**What you will do**
From the data below, pull out each line that contains the string "blade". The match is case-sensitive.

**Provided data**
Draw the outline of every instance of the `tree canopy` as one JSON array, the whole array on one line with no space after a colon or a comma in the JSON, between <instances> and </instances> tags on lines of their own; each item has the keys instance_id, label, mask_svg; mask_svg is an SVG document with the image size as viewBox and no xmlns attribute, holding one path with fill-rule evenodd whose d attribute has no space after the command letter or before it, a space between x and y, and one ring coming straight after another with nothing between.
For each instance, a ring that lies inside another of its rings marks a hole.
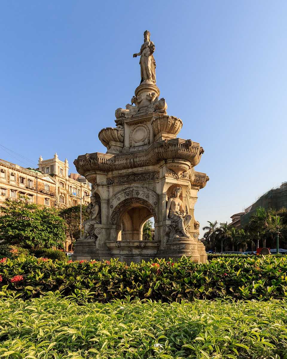
<instances>
[{"instance_id":1,"label":"tree canopy","mask_svg":"<svg viewBox=\"0 0 287 359\"><path fill-rule=\"evenodd\" d=\"M7 201L1 209L0 238L3 243L25 248L62 247L65 225L58 210L22 199Z\"/></svg>"}]
</instances>

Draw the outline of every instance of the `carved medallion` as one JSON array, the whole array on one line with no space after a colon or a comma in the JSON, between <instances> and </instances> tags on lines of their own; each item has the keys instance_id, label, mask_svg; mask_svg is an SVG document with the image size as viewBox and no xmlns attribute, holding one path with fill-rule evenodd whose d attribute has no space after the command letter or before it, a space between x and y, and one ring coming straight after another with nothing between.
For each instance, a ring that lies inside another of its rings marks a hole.
<instances>
[{"instance_id":1,"label":"carved medallion","mask_svg":"<svg viewBox=\"0 0 287 359\"><path fill-rule=\"evenodd\" d=\"M150 129L146 125L142 123L133 127L130 135L130 145L142 146L150 143Z\"/></svg>"}]
</instances>

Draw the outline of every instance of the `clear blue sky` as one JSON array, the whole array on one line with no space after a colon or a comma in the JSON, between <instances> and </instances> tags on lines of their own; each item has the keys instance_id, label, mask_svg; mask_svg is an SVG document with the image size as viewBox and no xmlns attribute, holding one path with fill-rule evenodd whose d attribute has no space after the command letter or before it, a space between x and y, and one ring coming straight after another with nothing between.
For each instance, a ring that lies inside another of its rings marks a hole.
<instances>
[{"instance_id":1,"label":"clear blue sky","mask_svg":"<svg viewBox=\"0 0 287 359\"><path fill-rule=\"evenodd\" d=\"M201 227L287 180L286 1L3 0L0 14L0 143L34 164L0 158L36 166L57 151L75 172L78 155L105 151L98 133L139 84L147 29L179 136L205 150Z\"/></svg>"}]
</instances>

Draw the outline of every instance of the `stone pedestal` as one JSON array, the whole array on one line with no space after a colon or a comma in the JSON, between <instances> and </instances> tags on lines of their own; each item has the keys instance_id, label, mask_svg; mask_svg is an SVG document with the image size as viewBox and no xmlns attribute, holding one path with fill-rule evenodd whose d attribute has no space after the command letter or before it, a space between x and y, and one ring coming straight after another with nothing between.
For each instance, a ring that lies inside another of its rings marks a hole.
<instances>
[{"instance_id":1,"label":"stone pedestal","mask_svg":"<svg viewBox=\"0 0 287 359\"><path fill-rule=\"evenodd\" d=\"M183 256L186 256L200 262L201 261L197 242L193 238L186 237L177 237L173 239L168 239L166 242L165 249L159 251L157 256L166 259L170 258L176 260Z\"/></svg>"}]
</instances>

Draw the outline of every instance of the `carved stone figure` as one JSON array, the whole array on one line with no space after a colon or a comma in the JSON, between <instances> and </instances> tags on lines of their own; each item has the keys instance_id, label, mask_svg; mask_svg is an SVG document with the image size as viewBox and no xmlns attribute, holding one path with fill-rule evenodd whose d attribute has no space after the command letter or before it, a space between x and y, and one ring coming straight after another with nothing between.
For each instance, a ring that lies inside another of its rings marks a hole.
<instances>
[{"instance_id":1,"label":"carved stone figure","mask_svg":"<svg viewBox=\"0 0 287 359\"><path fill-rule=\"evenodd\" d=\"M84 236L82 239L96 240L98 237L97 234L100 233L97 230L95 225L100 223L101 215L99 205L94 196L91 196L91 202L88 205L86 211L89 213L89 218L84 222Z\"/></svg>"},{"instance_id":2,"label":"carved stone figure","mask_svg":"<svg viewBox=\"0 0 287 359\"><path fill-rule=\"evenodd\" d=\"M174 237L187 237L190 236L186 228L191 220L192 216L187 214L183 209L182 201L179 196L182 191L181 187L174 189L173 197L168 201L166 205L166 220L172 221L171 225L175 230Z\"/></svg>"},{"instance_id":3,"label":"carved stone figure","mask_svg":"<svg viewBox=\"0 0 287 359\"><path fill-rule=\"evenodd\" d=\"M146 30L144 33L144 42L138 53L134 53L133 57L140 56L141 83L144 81L156 84L155 61L152 54L155 50L154 44L150 40L150 33Z\"/></svg>"},{"instance_id":4,"label":"carved stone figure","mask_svg":"<svg viewBox=\"0 0 287 359\"><path fill-rule=\"evenodd\" d=\"M200 224L199 222L198 222L194 218L194 224L193 225L193 227L194 229L199 229L199 226L200 225Z\"/></svg>"}]
</instances>

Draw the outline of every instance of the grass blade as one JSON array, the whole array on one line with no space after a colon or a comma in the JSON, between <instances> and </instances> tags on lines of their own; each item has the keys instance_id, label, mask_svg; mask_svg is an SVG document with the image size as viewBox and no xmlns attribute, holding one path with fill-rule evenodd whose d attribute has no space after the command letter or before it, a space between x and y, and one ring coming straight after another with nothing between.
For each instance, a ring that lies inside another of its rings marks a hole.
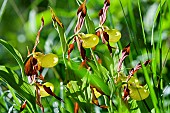
<instances>
[{"instance_id":1,"label":"grass blade","mask_svg":"<svg viewBox=\"0 0 170 113\"><path fill-rule=\"evenodd\" d=\"M15 60L17 61L18 65L21 69L22 78L24 79L24 76L25 76L24 63L23 63L21 54L5 40L0 39L0 44L2 44L15 58Z\"/></svg>"},{"instance_id":2,"label":"grass blade","mask_svg":"<svg viewBox=\"0 0 170 113\"><path fill-rule=\"evenodd\" d=\"M30 111L36 111L36 104L35 104L35 92L34 87L29 85L28 83L24 82L18 75L5 66L0 66L0 78L3 82L10 85L15 91L22 97L23 100L28 101L28 109Z\"/></svg>"}]
</instances>

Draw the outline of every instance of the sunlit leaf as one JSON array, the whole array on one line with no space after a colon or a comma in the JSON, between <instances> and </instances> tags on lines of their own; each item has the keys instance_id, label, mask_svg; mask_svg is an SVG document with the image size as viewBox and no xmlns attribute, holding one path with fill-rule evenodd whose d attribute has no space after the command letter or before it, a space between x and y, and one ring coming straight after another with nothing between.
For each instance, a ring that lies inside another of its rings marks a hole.
<instances>
[{"instance_id":1,"label":"sunlit leaf","mask_svg":"<svg viewBox=\"0 0 170 113\"><path fill-rule=\"evenodd\" d=\"M17 61L17 63L20 66L22 77L24 77L24 75L25 75L24 74L24 63L23 63L21 54L5 40L0 39L0 44L2 44L15 58L15 60Z\"/></svg>"},{"instance_id":2,"label":"sunlit leaf","mask_svg":"<svg viewBox=\"0 0 170 113\"><path fill-rule=\"evenodd\" d=\"M50 10L51 10L51 15L52 15L53 26L57 30L57 32L58 32L58 34L60 36L62 52L63 52L63 54L65 54L66 49L67 49L67 45L66 45L67 43L66 43L66 36L65 36L64 25L58 19L58 17L55 15L53 9L50 8Z\"/></svg>"},{"instance_id":3,"label":"sunlit leaf","mask_svg":"<svg viewBox=\"0 0 170 113\"><path fill-rule=\"evenodd\" d=\"M80 66L74 62L68 62L71 70L75 73L75 75L79 78L83 78L84 76L88 77L88 82L93 85L94 87L100 89L103 91L105 95L110 95L110 89L107 86L107 84L104 82L103 79L101 79L96 74L90 74L87 69L80 68ZM81 72L81 73L80 73Z\"/></svg>"},{"instance_id":4,"label":"sunlit leaf","mask_svg":"<svg viewBox=\"0 0 170 113\"><path fill-rule=\"evenodd\" d=\"M117 29L109 29L109 30L105 30L105 32L109 35L110 43L116 43L121 38L121 33Z\"/></svg>"},{"instance_id":5,"label":"sunlit leaf","mask_svg":"<svg viewBox=\"0 0 170 113\"><path fill-rule=\"evenodd\" d=\"M0 66L0 79L9 84L15 91L28 102L28 107L32 112L36 111L35 87L27 84L18 75L5 66Z\"/></svg>"}]
</instances>

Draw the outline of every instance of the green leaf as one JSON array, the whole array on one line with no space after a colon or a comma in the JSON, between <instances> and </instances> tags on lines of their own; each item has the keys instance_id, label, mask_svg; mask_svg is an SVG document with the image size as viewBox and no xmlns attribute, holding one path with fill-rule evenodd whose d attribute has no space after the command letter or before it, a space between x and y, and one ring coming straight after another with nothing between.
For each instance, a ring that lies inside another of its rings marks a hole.
<instances>
[{"instance_id":1,"label":"green leaf","mask_svg":"<svg viewBox=\"0 0 170 113\"><path fill-rule=\"evenodd\" d=\"M86 29L89 34L95 34L94 22L90 19L89 15L86 14L85 17Z\"/></svg>"},{"instance_id":2,"label":"green leaf","mask_svg":"<svg viewBox=\"0 0 170 113\"><path fill-rule=\"evenodd\" d=\"M21 54L5 40L0 39L0 44L2 44L15 58L15 60L17 61L17 63L20 66L22 77L24 77L24 75L25 75L24 74L24 63L23 63Z\"/></svg>"},{"instance_id":3,"label":"green leaf","mask_svg":"<svg viewBox=\"0 0 170 113\"><path fill-rule=\"evenodd\" d=\"M2 17L3 17L3 14L4 14L4 12L5 12L5 7L6 7L6 5L7 5L7 1L8 1L8 0L4 0L3 4L2 4L2 6L1 6L1 9L0 9L0 22L1 22L1 19L2 19Z\"/></svg>"},{"instance_id":4,"label":"green leaf","mask_svg":"<svg viewBox=\"0 0 170 113\"><path fill-rule=\"evenodd\" d=\"M68 63L70 68L72 69L72 71L74 71L77 77L83 78L84 76L87 76L88 82L90 84L101 89L106 95L110 95L110 89L103 79L101 79L96 74L90 74L85 68L80 68L80 66L75 62L68 62Z\"/></svg>"},{"instance_id":5,"label":"green leaf","mask_svg":"<svg viewBox=\"0 0 170 113\"><path fill-rule=\"evenodd\" d=\"M0 66L0 80L10 85L23 100L27 100L28 110L36 111L35 87L24 82L13 70L5 66Z\"/></svg>"}]
</instances>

**Correct response**
Draw the outline of every instance of the grass blade as one JSON array, the whole array on one line with no space after a colon or a comma in the JSON, between <instances> and </instances> tags on lines of their own; each item has the keys instance_id, label, mask_svg; mask_svg is an SVG document with the image size as viewBox and no xmlns attribute, holding one path with fill-rule evenodd whose d attribute has no space after the command letter or before it, a space between x and y, and one ring coming straight after another with nothing between.
[{"instance_id":1,"label":"grass blade","mask_svg":"<svg viewBox=\"0 0 170 113\"><path fill-rule=\"evenodd\" d=\"M15 60L17 61L18 65L21 69L22 78L24 79L24 76L25 76L24 63L23 63L21 54L5 40L0 39L0 44L2 44L15 58Z\"/></svg>"},{"instance_id":2,"label":"grass blade","mask_svg":"<svg viewBox=\"0 0 170 113\"><path fill-rule=\"evenodd\" d=\"M30 111L36 111L36 104L35 104L35 92L34 87L29 85L28 83L24 82L18 75L5 66L0 66L0 78L3 82L10 85L15 91L22 97L23 100L28 101L28 109Z\"/></svg>"}]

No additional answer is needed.